What is expected: Reproduce all of the data below without alteration; exclude every picture.

......

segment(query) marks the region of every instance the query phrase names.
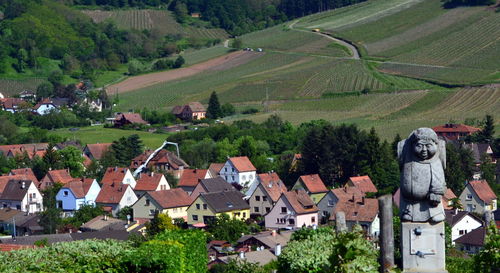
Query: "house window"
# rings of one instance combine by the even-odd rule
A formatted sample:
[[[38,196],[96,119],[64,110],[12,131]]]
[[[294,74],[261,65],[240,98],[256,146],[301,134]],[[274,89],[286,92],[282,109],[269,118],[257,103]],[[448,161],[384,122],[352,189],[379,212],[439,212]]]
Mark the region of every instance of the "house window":
[[[255,196],[255,201],[260,201],[260,196],[256,195]]]
[[[64,196],[68,196],[68,194],[69,194],[68,191],[63,191]]]
[[[227,172],[227,168],[224,168],[224,171]]]
[[[249,175],[248,179],[252,180],[253,179],[253,175]]]
[[[316,217],[311,217],[311,223],[316,223]]]
[[[39,205],[39,204],[37,204]],[[62,209],[63,208],[63,202],[62,201],[57,201],[57,208]]]
[[[21,205],[17,205],[17,206],[16,206],[16,209],[17,209],[17,210],[21,210]]]
[[[464,234],[465,234],[465,230],[463,230],[463,229],[462,229],[462,230],[459,230],[459,231],[458,231],[458,234],[459,234],[459,235],[464,235]]]
[[[467,198],[466,198],[466,199],[467,199],[467,200],[472,200],[472,194],[468,193],[468,194],[467,194]]]
[[[177,208],[174,208],[174,209],[172,210],[172,212],[176,213],[176,212],[177,212]]]
[[[226,177],[226,181],[227,181],[227,175],[225,175],[225,177]]]
[[[247,180],[246,175],[241,176],[241,179],[243,179],[243,180]]]
[[[151,215],[155,215],[155,210],[154,210],[154,209],[150,209],[150,210],[149,210],[149,215],[150,215],[150,216],[151,216]]]
[[[149,206],[150,205],[150,201],[149,199],[146,199],[146,206]]]
[[[234,213],[234,216],[238,216],[238,217],[240,217],[240,213],[239,213],[239,212],[235,212],[235,213]]]
[[[246,218],[246,217],[247,217],[247,213],[243,212],[243,218]]]
[[[233,171],[233,173],[234,173],[234,168],[231,168],[231,170],[232,170],[232,171]]]
[[[234,175],[233,175],[233,176],[231,176],[231,178],[233,178],[233,181],[236,181],[236,180],[234,180]]]
[[[203,209],[207,210],[207,208],[208,208],[208,205],[207,204],[203,204]]]
[[[271,211],[271,208],[270,207],[266,207],[266,212],[270,212]]]
[[[281,207],[281,213],[286,213],[287,210],[286,210],[286,207]]]
[[[328,206],[329,207],[335,206],[335,202],[333,200],[328,200]]]
[[[253,207],[253,211],[259,212],[259,207]]]
[[[295,225],[295,219],[288,219],[289,225]]]
[[[280,218],[276,218],[276,224],[280,223]]]
[[[262,196],[262,201],[266,202],[267,201],[267,196]]]
[[[132,201],[132,197],[127,196],[127,201],[128,201],[128,202]]]
[[[200,204],[196,204],[196,209],[200,209]]]
[[[198,221],[198,215],[193,215],[193,221]]]

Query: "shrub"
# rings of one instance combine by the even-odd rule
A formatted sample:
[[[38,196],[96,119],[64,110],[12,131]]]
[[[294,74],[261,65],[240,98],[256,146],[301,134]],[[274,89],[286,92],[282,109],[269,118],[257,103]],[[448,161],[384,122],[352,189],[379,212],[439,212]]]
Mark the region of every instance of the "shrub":
[[[255,114],[258,112],[259,112],[259,110],[257,108],[248,108],[248,109],[243,110],[241,113],[242,114]]]
[[[148,241],[124,260],[128,272],[187,272],[186,248],[176,241]]]

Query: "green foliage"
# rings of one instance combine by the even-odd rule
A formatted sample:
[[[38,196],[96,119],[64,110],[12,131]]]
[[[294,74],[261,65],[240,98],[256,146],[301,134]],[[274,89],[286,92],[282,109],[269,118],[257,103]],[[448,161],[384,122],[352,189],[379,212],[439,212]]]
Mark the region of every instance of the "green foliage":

......

Answer:
segment(query) marks the region of every instance the query phrase names.
Query: "house window"
# rings of one instance combine by the even-odd rule
A formatted sample:
[[[38,196],[96,119],[64,110],[12,131]]]
[[[294,74],[261,65],[240,98],[256,146],[301,134]],[[274,89],[286,92],[282,109],[269,118],[257,103]],[[448,161],[384,122],[352,189],[379,212],[439,212]]]
Mark the region of every instance of the "house window":
[[[255,196],[255,201],[260,201],[260,196],[256,195]]]
[[[64,196],[68,196],[68,194],[69,194],[68,191],[63,191]]]
[[[227,172],[227,168],[224,168],[224,171]]]
[[[249,175],[248,179],[252,180],[253,179],[253,175]]]
[[[316,217],[311,217],[311,223],[316,223]]]
[[[39,205],[39,204],[37,204]],[[62,209],[63,208],[63,202],[62,201],[57,201],[57,208]]]
[[[21,205],[17,205],[17,206],[16,206],[16,209],[17,209],[17,210],[21,210]]]
[[[464,234],[465,234],[465,230],[463,230],[463,229],[462,229],[462,230],[459,230],[459,231],[458,231],[458,234],[459,234],[459,235],[464,235]]]
[[[467,198],[466,198],[466,199],[467,199],[467,200],[472,200],[472,194],[468,193],[468,194],[467,194]]]
[[[177,208],[174,208],[174,209],[172,210],[172,212],[176,213],[176,212],[177,212]]]
[[[226,177],[226,181],[227,181],[227,175],[225,175],[225,177]]]
[[[247,180],[246,175],[241,176],[241,179],[243,179],[243,180]]]
[[[151,215],[155,215],[155,210],[154,210],[154,209],[150,209],[150,210],[149,210],[149,215],[150,215],[150,216],[151,216]]]
[[[149,206],[150,205],[150,201],[149,199],[146,199],[146,206]]]
[[[234,213],[234,216],[238,216],[238,217],[240,217],[240,213],[239,213],[239,212],[235,212],[235,213]]]
[[[246,218],[246,217],[247,217],[247,213],[243,212],[243,218]]]
[[[233,171],[233,173],[234,173],[234,168],[231,168],[231,170],[232,170],[232,171]]]
[[[234,175],[233,175],[233,176],[231,176],[231,178],[233,178],[233,181],[236,181],[236,180],[234,180]]]
[[[203,209],[207,210],[207,208],[208,208],[208,205],[207,204],[203,204]]]
[[[271,211],[271,208],[270,207],[266,207],[266,212],[270,212]]]
[[[281,207],[281,213],[286,213],[287,210],[286,210],[286,207]]]
[[[328,206],[329,207],[335,206],[335,202],[333,200],[328,200]]]
[[[253,207],[253,211],[259,212],[259,207]]]
[[[295,225],[295,219],[288,219],[289,225]]]
[[[280,218],[276,218],[276,224],[280,223]]]
[[[262,196],[262,201],[266,202],[267,201],[267,196]]]
[[[132,201],[132,197],[127,196],[127,201],[128,201],[128,202]]]
[[[200,204],[196,204],[196,209],[200,209]]]
[[[198,221],[198,215],[193,215],[193,221]]]

Query: "shrub"
# rings of one instance combine by the even-odd rule
A formatted sample:
[[[38,196],[96,119],[64,110],[12,131]]]
[[[294,74],[261,65],[240,98],[256,146],[301,134]],[[274,89],[286,92],[282,109],[269,118],[257,103]],[[448,161],[384,122],[352,189],[379,212],[439,212]]]
Mark the region of every instance of the "shrub":
[[[255,114],[258,112],[259,112],[259,110],[257,108],[248,108],[248,109],[243,110],[241,113],[242,114]]]
[[[148,241],[124,260],[128,272],[187,272],[186,248],[176,241]]]

Query: "green foliage"
# rings of one instance combine by the even-odd rule
A formatted sample:
[[[38,196],[96,119],[64,110],[12,131]]]
[[[294,74],[261,65],[240,98],[256,146],[301,134]],[[274,89],[286,92],[282,109],[269,118],[257,103]],[[448,161],[384,122],[352,189],[379,212],[439,212]]]
Mark the region of every instance of the "green foliage":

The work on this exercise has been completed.